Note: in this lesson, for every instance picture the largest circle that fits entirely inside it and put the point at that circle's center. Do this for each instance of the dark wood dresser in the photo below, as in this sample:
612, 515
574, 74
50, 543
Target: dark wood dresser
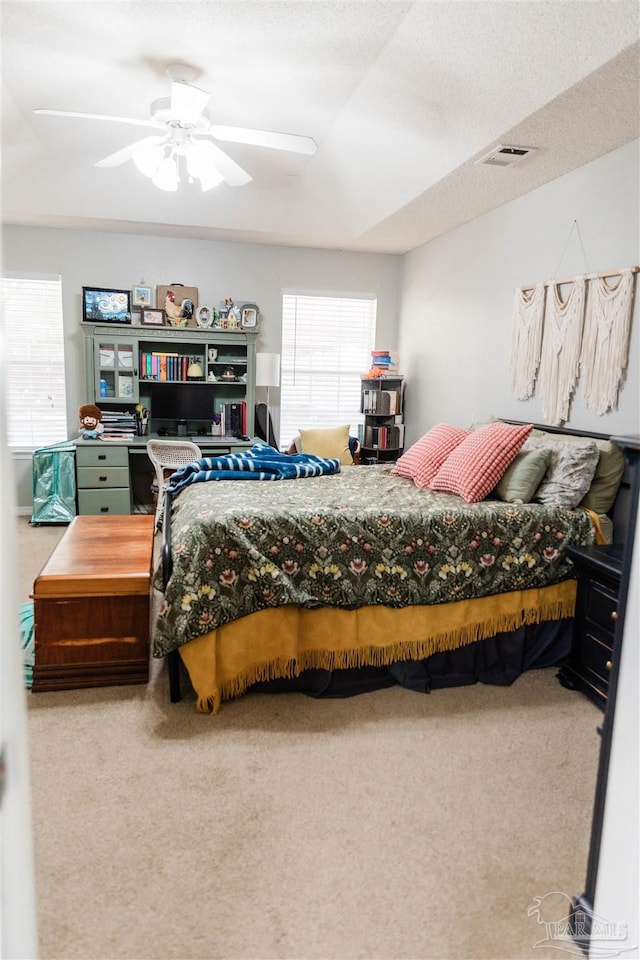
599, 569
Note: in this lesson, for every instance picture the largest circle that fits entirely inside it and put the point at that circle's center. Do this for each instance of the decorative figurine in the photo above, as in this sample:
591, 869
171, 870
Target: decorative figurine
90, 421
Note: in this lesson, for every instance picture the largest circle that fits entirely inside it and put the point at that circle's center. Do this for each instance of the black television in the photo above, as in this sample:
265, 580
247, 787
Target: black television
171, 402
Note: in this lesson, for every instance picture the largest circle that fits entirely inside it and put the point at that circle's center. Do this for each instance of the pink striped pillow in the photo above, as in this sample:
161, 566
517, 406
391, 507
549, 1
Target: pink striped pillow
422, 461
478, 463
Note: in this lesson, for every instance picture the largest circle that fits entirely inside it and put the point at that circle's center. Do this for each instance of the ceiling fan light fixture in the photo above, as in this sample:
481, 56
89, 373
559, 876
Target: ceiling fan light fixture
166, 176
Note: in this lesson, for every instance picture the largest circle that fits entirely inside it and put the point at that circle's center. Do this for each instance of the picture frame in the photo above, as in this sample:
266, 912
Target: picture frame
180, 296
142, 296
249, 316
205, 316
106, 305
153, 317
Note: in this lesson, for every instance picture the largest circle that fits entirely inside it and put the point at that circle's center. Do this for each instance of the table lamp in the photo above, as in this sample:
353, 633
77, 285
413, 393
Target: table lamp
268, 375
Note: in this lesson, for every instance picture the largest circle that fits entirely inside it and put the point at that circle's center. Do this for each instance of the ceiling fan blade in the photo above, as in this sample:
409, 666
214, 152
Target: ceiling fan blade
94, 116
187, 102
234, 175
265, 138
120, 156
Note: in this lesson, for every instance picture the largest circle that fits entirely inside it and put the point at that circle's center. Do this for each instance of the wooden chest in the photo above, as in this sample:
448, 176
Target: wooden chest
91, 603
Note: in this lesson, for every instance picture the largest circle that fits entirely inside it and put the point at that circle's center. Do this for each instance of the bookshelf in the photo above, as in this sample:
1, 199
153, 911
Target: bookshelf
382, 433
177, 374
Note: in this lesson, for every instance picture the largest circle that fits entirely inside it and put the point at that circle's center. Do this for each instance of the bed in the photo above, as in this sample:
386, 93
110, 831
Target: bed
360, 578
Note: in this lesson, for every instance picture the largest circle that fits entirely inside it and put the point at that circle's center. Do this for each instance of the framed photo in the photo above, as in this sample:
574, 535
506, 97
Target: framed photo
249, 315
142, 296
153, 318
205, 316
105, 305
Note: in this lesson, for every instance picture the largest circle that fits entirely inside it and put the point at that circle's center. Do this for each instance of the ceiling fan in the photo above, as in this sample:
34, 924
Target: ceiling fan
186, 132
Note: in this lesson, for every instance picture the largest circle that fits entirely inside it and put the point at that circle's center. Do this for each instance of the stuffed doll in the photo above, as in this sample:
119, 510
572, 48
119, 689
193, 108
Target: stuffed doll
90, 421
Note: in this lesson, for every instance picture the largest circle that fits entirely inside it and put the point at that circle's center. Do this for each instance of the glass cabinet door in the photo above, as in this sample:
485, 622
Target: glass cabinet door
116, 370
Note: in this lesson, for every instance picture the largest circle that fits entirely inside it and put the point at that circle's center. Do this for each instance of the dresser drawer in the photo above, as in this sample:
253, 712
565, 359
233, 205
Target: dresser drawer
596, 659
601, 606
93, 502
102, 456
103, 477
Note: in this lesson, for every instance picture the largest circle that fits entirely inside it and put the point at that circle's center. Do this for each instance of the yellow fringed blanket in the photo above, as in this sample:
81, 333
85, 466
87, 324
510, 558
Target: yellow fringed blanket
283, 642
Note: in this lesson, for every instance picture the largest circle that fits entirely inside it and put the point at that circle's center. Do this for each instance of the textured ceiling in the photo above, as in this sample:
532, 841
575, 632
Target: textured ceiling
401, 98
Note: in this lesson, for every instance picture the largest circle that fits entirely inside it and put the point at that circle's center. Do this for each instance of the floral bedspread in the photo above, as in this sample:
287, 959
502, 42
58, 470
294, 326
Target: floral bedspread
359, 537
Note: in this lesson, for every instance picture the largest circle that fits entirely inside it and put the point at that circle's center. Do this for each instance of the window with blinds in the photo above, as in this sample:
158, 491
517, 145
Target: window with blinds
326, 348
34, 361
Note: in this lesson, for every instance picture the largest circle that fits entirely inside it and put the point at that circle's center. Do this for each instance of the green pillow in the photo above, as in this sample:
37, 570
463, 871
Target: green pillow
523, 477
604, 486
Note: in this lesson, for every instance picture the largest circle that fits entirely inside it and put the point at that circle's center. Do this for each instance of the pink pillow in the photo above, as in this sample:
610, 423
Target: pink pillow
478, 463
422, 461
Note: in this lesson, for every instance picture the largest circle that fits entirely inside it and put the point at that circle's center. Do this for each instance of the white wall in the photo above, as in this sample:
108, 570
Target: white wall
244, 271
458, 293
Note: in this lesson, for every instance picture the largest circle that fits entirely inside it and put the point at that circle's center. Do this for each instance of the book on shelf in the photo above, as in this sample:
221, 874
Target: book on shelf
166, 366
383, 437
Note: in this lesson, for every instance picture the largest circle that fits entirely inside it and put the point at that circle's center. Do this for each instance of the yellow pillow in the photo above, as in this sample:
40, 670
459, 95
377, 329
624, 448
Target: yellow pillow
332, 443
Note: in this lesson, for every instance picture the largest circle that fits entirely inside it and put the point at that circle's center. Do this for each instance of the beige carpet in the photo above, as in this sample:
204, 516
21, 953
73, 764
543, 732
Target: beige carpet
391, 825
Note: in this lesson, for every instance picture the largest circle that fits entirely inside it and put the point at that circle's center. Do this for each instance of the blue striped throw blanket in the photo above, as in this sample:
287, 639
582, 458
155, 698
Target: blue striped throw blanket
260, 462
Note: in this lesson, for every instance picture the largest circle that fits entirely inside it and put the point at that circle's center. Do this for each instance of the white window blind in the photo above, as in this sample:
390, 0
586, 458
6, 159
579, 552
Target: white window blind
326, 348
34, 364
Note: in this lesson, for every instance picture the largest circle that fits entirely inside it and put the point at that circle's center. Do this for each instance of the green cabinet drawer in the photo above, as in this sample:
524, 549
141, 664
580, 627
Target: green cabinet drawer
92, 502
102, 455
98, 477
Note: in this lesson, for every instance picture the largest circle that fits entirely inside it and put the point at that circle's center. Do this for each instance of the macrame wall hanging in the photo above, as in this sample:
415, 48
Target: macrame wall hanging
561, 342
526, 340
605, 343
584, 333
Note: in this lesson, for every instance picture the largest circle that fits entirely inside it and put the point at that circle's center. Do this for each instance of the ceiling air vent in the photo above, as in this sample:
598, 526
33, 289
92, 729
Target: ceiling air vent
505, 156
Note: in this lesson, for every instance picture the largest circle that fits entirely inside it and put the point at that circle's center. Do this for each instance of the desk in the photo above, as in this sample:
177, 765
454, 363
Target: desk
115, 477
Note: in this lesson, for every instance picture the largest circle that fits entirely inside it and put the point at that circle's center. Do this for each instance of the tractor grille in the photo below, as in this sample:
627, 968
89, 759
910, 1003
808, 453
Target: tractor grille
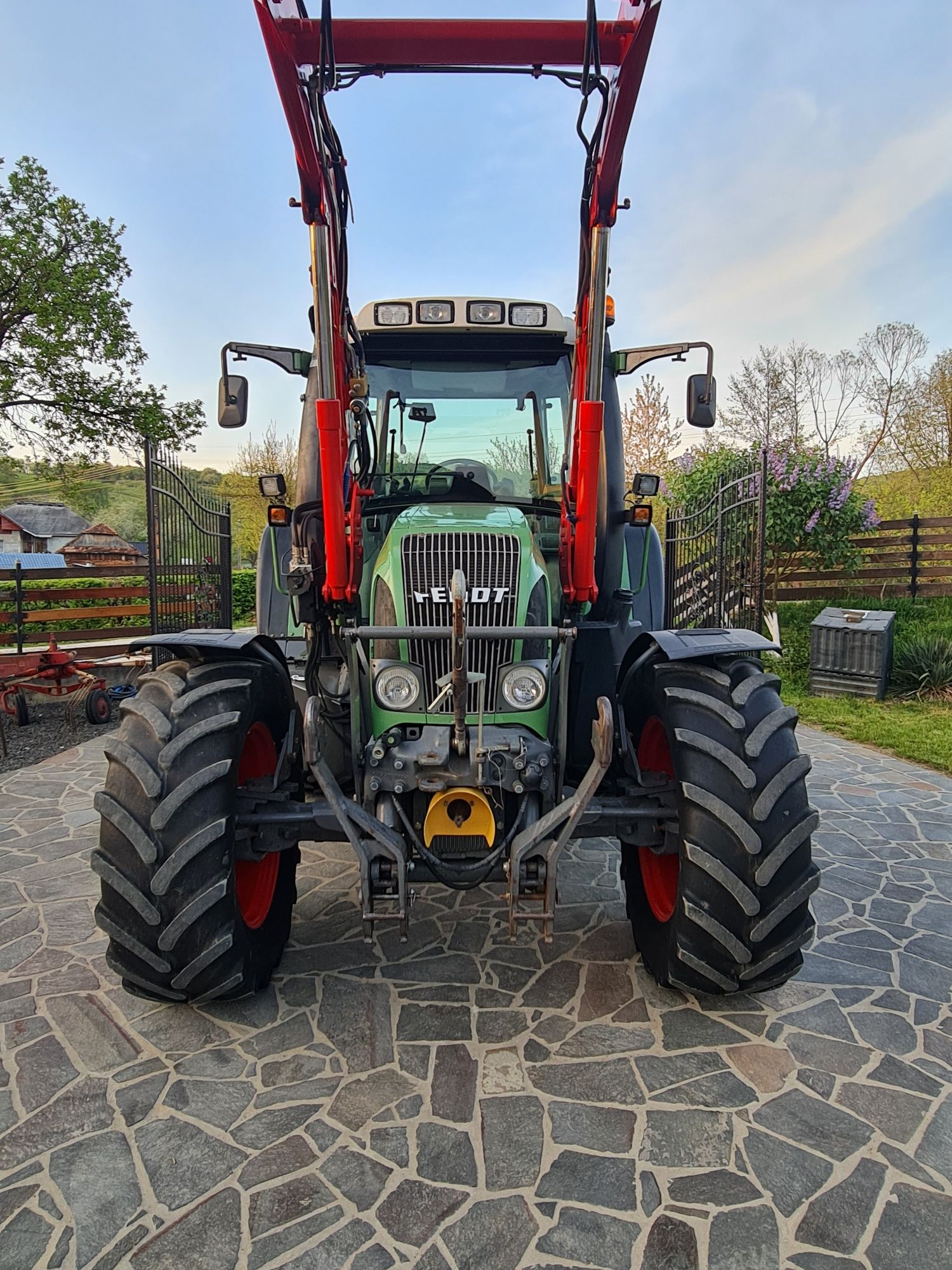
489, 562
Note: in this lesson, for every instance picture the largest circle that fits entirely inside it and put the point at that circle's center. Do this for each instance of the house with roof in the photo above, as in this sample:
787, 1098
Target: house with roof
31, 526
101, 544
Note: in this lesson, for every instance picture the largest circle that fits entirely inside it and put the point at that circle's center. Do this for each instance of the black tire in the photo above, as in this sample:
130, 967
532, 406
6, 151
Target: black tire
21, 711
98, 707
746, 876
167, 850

> **Direction**
Put every line from the one containing "of the desk" up to and including the last line of the rows into a numbered list, skipping blank lines. Leave the pictures out of your answer.

> **The output**
1. Note: in this lesson, for every instance picture the largest circle that fits entirely inside it and put the point at that circle's center. Do this for each instance of the desk in the photo above, as in this sample:
2. 177, 765
3. 454, 363
4. Target: desk
5. 115, 477
6. Note: in this lesson, for every instance picture the largest circle that fits entirely inside it and put the point at that circle's center. Do this for each instance of the tractor grille in the photo below, as in this sample:
7. 627, 968
8. 89, 759
9. 910, 1003
10. 808, 453
11. Target: tractor grille
12. 489, 562
13. Note: in this lesson, for every instance picture the largest circle that fits entirely inside it and put the point at that circle's center. Do this for each instance of the house with roof in the photo above, as in this sample:
14. 787, 1098
15. Target: house with roof
16. 31, 526
17. 101, 544
18. Note: in this lesson, for every instance picture the largest circle that fits entirely inside it and put the point at that circle's center. Do this for each instance of the black tire in the photo above, as in this sample:
19. 130, 967
20. 532, 406
21. 6, 151
22. Target: black tire
23. 21, 711
24. 98, 707
25. 746, 876
26. 167, 850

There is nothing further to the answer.